*Text excerpt*:
++++++++
Opinion
NOT TO BE PUBLISHED
APPEAL from a judgment of the Superior Court of Los Angeles County Super. Ct. No. LA044953, Kathryne A. Stoltz, Judge. Affirmed and remanded with directions.
Stephen M. Lathrop, under appointment by the Court of Appeal, for Defendant and Appellant.
Edmund G. Brown, Jr., Attorney General, Dane R. Gillette, Chief Assistant Attorney General, Pamela C. Hamanaka, Assistant Attorney General, Susan D. Martynec and Russell A. Lehman, Deputy Attorneys General, for Plaintiff and Respondent.
CHAVEZ, J.
Appellant Alonzo F. Williams appeals from a judgment entered after a jury found him guilty of seven counts of second degree robbery (Pen. Code, § 211; counts 2, 4, 6, 8, 10-12) and one count of attempted robbery (§ 664, § 211; count 9) on retrial. The trial court found true the allegations that appellant had suffered 13 qualifying prior conviction allegations of serious or violent felonies within the meaning of sections 667, subdivisions (b) through (i), and section 1170.12, subdivisions (a) through (d) [the “Three Strikes” law]; that he had suffered one prior conviction of a serious felony within the meaning of section 667, subdivision (a)(1); and that he had served one prior prison term within the meaning of section 667.5, subdivision (b). The jury found the weapon use allegation as to count 12 not to be true.
All further statutory references are to the Penal Code.
At the first trial, the People dismissed counts 3, 5, 7 and 14 pursuant to section 1385. The first jury found appellant not guilty of count 1, but could not reach unanimous verdicts as to the remaining counts. Appellant’s motion to dismiss was denied as to count 12, but granted as to count 13.
CONTENTIONS
Appellant contends that: (1) he was denied his right to effective assistance of counsel when his trial counsel failed to request a jury instruction on third party culpability; (2) the trial court misunderstood the scope of its authority when it sentenced him under the Three Strikes law; and (3) the abstract of judgment should be corrected.
FACTS AND PROCEDURAL HISTORY
Viewing the record in the light most favorable to the judgment below as we must (People v. Ceja (1993) 4 Cal.4th 1134, 1138-1139), the evidence established the following.
Count 2
On September 29, 2003, appellant entered a restaurant and approached John Rivera, an employee of the restaurant. Appellant politely asked Mr. Rivera where the restrooms were located. Appellant was standing three feet away from Mr. Rivera, in a brightly lit area. Mr. Rivera noticed that appellant was African-American, his left eye wandered, he appeared to be in his thirties, and he was about six feet tall. Upon his return, appellant put a tan, leather-bound notebook with a zipper on the countertop. He quietly asked Mr. Rivera to empty the money from the register into the notebook and told him that he had a gun. Mr. Rivera put about $400 in the notebook. Appellant told Mr. Rivera to turn around and count to 10 while he left the restaurant. Mr. Rivera identified appellant at a six-pack photo lineup on February 4, 2004. He also identified appellant and the notebook at trial. Following denial of appellant’s Romero motion to strike prior convictions, he was sentenced to consecutive terms of 25 years to life for each of the eight substantive counts pursuant to section 667, subdivision (b) through (i), and section 1170.12, subdivisions (a) through (d), plus a consecutive five-year enhancement pursuant to section 667, subdivision (a)(1), for an aggregate term of 205 years to life.
++++++++
*Problems*:
1 – In the records, switch every "Submission" to "Response" and leave everything else as it is.
2 – Proceed with the court opinion on the robbery appeal, picking up after its final sentence.
The records that come next are unrelated to the court opinion above.

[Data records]
++++++++
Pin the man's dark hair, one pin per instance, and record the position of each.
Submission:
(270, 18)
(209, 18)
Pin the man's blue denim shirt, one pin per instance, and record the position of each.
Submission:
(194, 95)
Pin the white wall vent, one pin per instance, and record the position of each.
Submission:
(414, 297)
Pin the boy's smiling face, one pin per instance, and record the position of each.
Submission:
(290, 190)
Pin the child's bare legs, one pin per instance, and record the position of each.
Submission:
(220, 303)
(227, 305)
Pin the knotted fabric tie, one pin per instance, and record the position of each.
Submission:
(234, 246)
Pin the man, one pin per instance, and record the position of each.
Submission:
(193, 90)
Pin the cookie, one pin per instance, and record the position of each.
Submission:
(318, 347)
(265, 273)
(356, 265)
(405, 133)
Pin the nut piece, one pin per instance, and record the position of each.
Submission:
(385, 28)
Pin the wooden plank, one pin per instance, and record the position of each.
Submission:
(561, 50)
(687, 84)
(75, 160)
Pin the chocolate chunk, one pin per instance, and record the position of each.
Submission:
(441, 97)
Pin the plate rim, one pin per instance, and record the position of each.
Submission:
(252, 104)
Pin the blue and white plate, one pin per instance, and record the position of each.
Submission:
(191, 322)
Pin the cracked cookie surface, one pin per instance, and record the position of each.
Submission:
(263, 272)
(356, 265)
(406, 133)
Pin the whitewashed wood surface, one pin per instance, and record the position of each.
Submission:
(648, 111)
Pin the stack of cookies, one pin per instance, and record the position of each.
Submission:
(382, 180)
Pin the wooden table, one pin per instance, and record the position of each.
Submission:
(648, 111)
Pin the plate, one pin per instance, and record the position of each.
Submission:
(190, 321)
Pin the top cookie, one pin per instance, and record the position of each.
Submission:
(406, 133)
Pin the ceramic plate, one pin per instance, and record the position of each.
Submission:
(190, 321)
++++++++
*Answers*:
1 –
Pin the man's dark hair, one pin per instance, and record the position of each.
Response:
(270, 18)
(209, 18)
Pin the man's blue denim shirt, one pin per instance, and record the position of each.
Response:
(194, 95)
Pin the white wall vent, one pin per instance, and record the position of each.
Response:
(414, 297)
Pin the boy's smiling face, one pin per instance, and record the position of each.
Response:
(290, 190)
Pin the child's bare legs, one pin per instance, and record the position of each.
Response:
(220, 303)
(227, 305)
Pin the knotted fabric tie, one pin per instance, and record the position of each.
Response:
(234, 246)
Pin the man, one pin per instance, and record the position of each.
Response:
(193, 90)
Pin the cookie, one pin per instance, and record the position of each.
Response:
(318, 347)
(265, 273)
(356, 265)
(405, 133)
Pin the nut piece, one pin per instance, and record the position of each.
Response:
(385, 28)
Pin the wooden plank, one pin per instance, and record the position of each.
Response:
(561, 50)
(687, 84)
(75, 160)
Pin the chocolate chunk, one pin per instance, and record the position of each.
Response:
(441, 97)
Pin the plate rim, one pin per instance, and record the position of each.
Response:
(252, 104)
Pin the blue and white plate, one pin per instance, and record the position of each.
Response:
(191, 322)
Pin the cracked cookie surface, one pin per instance, and record the position of each.
Response:
(263, 272)
(356, 265)
(406, 133)
Pin the whitewashed wood surface, one pin per instance, and record the position of each.
Response:
(648, 111)
Pin the stack of cookies, one pin per instance, and record the position of each.
Response:
(382, 180)
Pin the wooden table, one pin per instance, and record the position of each.
Response:
(648, 111)
Pin the plate, one pin per instance, and record the position of each.
Response:
(190, 321)
Pin the top cookie, one pin per instance, and record the position of each.
Response:
(406, 133)
Pin the ceramic plate, one pin per instance, and record the position of each.
Response:
(190, 321)

2 –
People v. Superior Court (Romero) (1996) 13 Cal.4th 497.
Count 4
On December 12, 2003, appellant entered a restaurant and approached Zachary Rogers, an employee. Mr. Rogers noticed that appellant was African-American and had a lazy eye that turned outward. Appellant asked Mr. Rogers for change to make a phone call, then placed a wallet type organizer on the counter and told him to put the money from the register into the wallet, or he would blow his head off. Appellant stood within two feet of Mr. Rogers and acted very calm. After Mr. Rogers put the money in the organizer, which was unzipped, appellant asked him to accompany him to the front door. Mr. Rogers did not identify any robbery suspect from a six-pack of photos shown to him within a week of the robbery. That photo lineup contained a picture of William Carter, but did not contain a picture of appellant. Mr. Rogers identified appellant in a subsequent six-pack photo lineup on February 4, 2004, and at trial. He also identified the organizer at trial.
William Carter is the man that appellant contends was the lazy-eyed third party actually culpable for the crimes charged.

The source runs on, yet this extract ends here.